--- Stored data ---

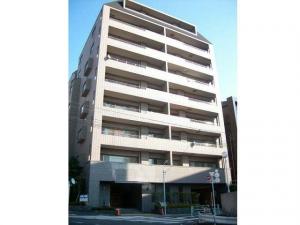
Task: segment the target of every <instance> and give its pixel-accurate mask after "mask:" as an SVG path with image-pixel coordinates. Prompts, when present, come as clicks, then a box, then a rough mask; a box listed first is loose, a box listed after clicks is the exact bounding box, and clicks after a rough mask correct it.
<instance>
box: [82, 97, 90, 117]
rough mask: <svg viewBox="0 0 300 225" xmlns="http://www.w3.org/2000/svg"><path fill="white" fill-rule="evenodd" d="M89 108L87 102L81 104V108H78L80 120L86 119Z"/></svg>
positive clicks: (89, 105)
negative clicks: (80, 119)
mask: <svg viewBox="0 0 300 225" xmlns="http://www.w3.org/2000/svg"><path fill="white" fill-rule="evenodd" d="M89 108H90V104H89V102H88V101H86V102H85V103H83V104H82V106H81V107H80V119H85V118H86V116H87V115H88V114H89Z"/></svg>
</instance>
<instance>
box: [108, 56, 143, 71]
mask: <svg viewBox="0 0 300 225" xmlns="http://www.w3.org/2000/svg"><path fill="white" fill-rule="evenodd" d="M108 58H109V59H112V60H115V61H118V62H122V63H126V64H129V65H134V66H138V67H142V68H146V66H145V65H142V64H141V62H140V61H136V60H132V59H128V58H123V57H120V56H116V55H111V54H110V55H109V56H108Z"/></svg>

---

> [To do]:
Your copy should restate every record word for word and contain no pictures.

> [Exercise solution]:
Task: segment the target of every <instance> and give its pixel-accurate mask after "mask:" as an SVG path with image-pixel coordinates. Prompts, when present, come as clicks, then a box, then a rough mask; a box listed first is loose, a box listed after clicks is the exact bounding box, and clicks after a rough mask correct it.
<instance>
box: [82, 97, 90, 117]
rough mask: <svg viewBox="0 0 300 225" xmlns="http://www.w3.org/2000/svg"><path fill="white" fill-rule="evenodd" d="M89 108L87 102L81 104V108H78L80 120L86 119Z"/></svg>
positive clicks: (89, 105)
negative clicks: (80, 119)
mask: <svg viewBox="0 0 300 225" xmlns="http://www.w3.org/2000/svg"><path fill="white" fill-rule="evenodd" d="M89 108H90V104H89V102H88V101H86V102H85V103H83V104H82V106H81V107H80V119H85V118H86V116H87V115H88V114H89Z"/></svg>
</instance>
<instance>
box: [108, 56, 143, 71]
mask: <svg viewBox="0 0 300 225" xmlns="http://www.w3.org/2000/svg"><path fill="white" fill-rule="evenodd" d="M108 58H109V59H112V60H115V61H118V62H122V63H126V64H129V65H134V66H138V67H142V68H146V66H145V65H142V64H141V62H140V61H136V60H132V59H128V58H123V57H120V56H116V55H111V54H110V55H109V56H108Z"/></svg>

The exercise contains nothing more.